*WORK TASK*
Each record below must be reproduced exactly as it reads, with its images omitted.

RECORDS TO PROCESS: Begin

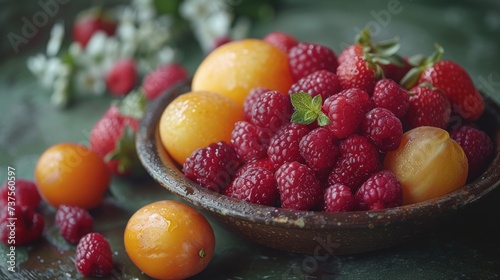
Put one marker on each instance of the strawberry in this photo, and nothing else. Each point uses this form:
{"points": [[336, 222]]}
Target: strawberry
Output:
{"points": [[383, 55], [452, 79], [428, 107], [113, 135], [121, 78], [163, 78], [89, 22], [358, 72]]}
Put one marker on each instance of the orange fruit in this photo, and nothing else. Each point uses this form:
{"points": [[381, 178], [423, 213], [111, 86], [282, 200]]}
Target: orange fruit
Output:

RECORDS TO PROCESS: End

*TASK OUTPUT*
Put one marker on each instance of the strawberry in this photo, and nothing else. Each point uses this form:
{"points": [[336, 222]]}
Target: strawberry
Output:
{"points": [[383, 55], [452, 79], [428, 107], [113, 135], [121, 78], [163, 78], [89, 22], [358, 72]]}
Put one marker on each instance of the orange fruit in this photo, and nothing else. Each point uses this form:
{"points": [[381, 178], [423, 213], [111, 86], [282, 200]]}
Target: orange fruit
Output:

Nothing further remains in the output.